Brano scelto -
Una svolta che, almeno al momento, non è stata comunicata agli investigatori presenti al Cairo. Per questo le autorità italiane restano in attesa, di capire se vi sia qualcosa di concreto in quel che scrive Youm7 e, soprattutto, di avere in mano le 'provè che consentano di ricostruire esattamente quanto accaduto e di escludere che si tratti di una 'versione di comodò costruita ad arte. Già la settimana scorsa, d'altronde, era circolata la voce di due arresti, poi derubricati a semplici sospetti dalle stesse autorità egiziane.

Esercizi da svolgere -
**a)** Secondo il brano sulle indagini al Cairo, che cosa era circolato già la settimana scorsa?
**b)** Continua il brano sulle indagini al Cairo a partire dalla sua ultima frase.
I record non servono per svolgere gli esercizi.

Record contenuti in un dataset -
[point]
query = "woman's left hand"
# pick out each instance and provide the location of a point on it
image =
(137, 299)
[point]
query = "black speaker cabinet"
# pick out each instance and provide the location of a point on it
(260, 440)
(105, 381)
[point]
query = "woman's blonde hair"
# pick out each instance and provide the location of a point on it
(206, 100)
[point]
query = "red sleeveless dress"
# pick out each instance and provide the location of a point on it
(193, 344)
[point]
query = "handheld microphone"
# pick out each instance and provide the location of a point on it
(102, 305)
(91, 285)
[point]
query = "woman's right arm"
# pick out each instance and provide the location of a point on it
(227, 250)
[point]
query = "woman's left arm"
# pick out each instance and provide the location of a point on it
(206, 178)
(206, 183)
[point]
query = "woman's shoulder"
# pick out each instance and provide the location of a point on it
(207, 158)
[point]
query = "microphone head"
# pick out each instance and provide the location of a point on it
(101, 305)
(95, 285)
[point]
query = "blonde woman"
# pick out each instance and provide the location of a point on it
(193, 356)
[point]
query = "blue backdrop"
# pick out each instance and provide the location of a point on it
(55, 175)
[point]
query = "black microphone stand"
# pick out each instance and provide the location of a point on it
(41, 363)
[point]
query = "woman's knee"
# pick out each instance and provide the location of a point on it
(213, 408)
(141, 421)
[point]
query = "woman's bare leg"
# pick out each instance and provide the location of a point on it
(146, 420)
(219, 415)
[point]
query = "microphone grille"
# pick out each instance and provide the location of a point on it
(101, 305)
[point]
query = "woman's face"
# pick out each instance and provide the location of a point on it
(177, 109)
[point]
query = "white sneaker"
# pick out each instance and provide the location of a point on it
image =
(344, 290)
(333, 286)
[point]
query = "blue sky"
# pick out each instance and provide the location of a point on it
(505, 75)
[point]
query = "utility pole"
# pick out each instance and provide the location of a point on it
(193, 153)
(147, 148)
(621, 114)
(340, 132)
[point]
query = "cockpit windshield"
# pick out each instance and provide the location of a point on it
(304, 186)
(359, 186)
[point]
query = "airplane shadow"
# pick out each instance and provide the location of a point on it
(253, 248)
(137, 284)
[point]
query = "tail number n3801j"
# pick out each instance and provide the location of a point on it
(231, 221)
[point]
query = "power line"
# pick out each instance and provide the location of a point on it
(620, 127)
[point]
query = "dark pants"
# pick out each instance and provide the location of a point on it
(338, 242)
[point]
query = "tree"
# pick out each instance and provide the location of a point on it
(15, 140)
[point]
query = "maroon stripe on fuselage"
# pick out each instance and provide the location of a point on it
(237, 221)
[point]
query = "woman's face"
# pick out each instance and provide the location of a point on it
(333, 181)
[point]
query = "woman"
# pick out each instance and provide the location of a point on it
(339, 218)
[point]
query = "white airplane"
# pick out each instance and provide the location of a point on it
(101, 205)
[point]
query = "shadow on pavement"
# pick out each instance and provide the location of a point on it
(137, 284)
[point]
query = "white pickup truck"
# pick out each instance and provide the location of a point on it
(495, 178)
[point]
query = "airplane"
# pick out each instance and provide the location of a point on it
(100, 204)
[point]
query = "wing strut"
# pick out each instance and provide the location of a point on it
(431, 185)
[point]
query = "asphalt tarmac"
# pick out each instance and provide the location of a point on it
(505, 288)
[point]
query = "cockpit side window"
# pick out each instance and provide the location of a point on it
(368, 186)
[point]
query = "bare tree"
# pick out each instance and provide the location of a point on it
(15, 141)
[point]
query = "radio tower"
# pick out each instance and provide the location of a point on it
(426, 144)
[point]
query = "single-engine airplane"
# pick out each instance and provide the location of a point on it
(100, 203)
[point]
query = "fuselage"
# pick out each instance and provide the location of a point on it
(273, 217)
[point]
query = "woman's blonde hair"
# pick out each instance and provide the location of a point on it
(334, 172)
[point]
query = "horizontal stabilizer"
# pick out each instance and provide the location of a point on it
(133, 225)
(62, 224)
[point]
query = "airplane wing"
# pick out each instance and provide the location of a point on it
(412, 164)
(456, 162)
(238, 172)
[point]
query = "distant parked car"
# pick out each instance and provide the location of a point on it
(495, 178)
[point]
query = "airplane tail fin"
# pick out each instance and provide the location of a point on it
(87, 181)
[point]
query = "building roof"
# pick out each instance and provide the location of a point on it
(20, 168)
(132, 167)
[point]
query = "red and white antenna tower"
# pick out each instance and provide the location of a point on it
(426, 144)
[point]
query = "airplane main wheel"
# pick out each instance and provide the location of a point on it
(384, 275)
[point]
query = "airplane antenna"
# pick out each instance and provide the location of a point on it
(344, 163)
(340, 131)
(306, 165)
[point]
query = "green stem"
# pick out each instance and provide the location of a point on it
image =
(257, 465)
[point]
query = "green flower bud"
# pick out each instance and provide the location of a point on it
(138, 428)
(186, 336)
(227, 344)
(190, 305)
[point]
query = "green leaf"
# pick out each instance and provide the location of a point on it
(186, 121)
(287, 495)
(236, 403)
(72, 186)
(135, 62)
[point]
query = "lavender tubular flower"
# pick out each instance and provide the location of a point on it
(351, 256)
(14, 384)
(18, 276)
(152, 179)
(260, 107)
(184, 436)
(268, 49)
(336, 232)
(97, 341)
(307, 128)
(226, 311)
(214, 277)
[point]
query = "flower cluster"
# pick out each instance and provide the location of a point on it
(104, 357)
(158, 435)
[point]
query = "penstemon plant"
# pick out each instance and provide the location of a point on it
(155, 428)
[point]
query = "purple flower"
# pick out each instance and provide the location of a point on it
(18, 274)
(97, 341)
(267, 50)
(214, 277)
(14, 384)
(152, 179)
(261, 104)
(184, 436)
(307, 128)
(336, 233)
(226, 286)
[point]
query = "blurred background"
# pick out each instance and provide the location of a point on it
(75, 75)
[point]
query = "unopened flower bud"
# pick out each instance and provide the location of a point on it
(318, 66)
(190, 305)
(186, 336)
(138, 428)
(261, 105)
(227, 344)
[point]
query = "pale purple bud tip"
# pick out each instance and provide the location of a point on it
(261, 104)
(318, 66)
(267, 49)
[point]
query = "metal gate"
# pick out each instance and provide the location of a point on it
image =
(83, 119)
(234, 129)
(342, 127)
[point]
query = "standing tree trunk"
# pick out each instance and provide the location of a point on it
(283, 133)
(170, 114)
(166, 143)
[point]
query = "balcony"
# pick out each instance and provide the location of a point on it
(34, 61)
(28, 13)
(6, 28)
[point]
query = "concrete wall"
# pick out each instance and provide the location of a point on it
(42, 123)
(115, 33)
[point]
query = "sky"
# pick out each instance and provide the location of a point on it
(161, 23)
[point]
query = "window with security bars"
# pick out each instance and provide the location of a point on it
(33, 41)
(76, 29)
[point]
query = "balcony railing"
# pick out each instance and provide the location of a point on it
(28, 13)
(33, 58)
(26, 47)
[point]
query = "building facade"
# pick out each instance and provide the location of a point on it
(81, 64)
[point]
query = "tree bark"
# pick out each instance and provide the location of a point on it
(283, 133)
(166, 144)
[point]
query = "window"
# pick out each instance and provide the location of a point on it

Risposte agli esercizi -
**a)** Era circolata la voce di due arresti, poi derubricati a semplici sospetti dalle stesse autorità egiziane.

**b)**
Fonti italiane hanno però raccontato quella vicenda in altro modo: gli egiziani avrebbero tentato di forzare la mano mettendo sul piatto due colpevoli per chiudere la vicenda, ma davanti alla ferma opposizione italiana avrebbero dovuto fare marcia indietro. Nell'articolo pubblicato da Youm 7 si afferma inoltre che dopo aver ricevuto il rapporto medico legale sul corpo di Regeni e quello degli operatori della telefonia sulle telefonate in entrata e in uscita dal cellulare del ricercatore, la procura di Giza, «i servizi di sicurezza e le varie autorità competenti stanno intensificando gli sforzi e raccogliendo tutti gli elementi possibili per giungere a capire quanto accaduto e chiarirne la dinamica». Se si tratti dunque dell'ennesimo depistaggio e di qualcosa di concreto, lo si saprà probabilmente nelle prossime ore.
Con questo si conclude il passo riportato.